[Begin Listed entries]

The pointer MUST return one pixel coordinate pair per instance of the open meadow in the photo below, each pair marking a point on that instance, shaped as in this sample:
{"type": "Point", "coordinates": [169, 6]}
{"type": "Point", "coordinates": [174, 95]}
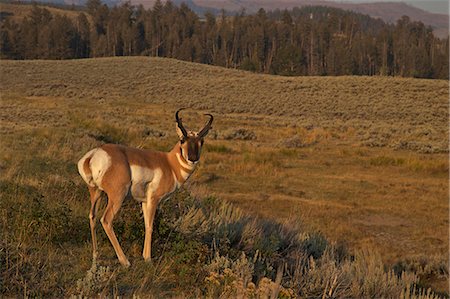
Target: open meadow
{"type": "Point", "coordinates": [345, 177]}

[End Listed entries]

* [Task directions]:
Rewrite every row above, request lines included, with each point coordinate in the answers scaled by 2.2 and rounded to the nearest whole number, halves rounding up. Keep the sample coordinates in the requests unchanged and leave the pictures out.

* [Task result]:
The pointer MUST return one pixel coordinate pair per instance of the open meadow in the photo below, each pair marking a point on that instance, shaped as in this sample:
{"type": "Point", "coordinates": [169, 6]}
{"type": "Point", "coordinates": [174, 95]}
Target: open meadow
{"type": "Point", "coordinates": [759, 389]}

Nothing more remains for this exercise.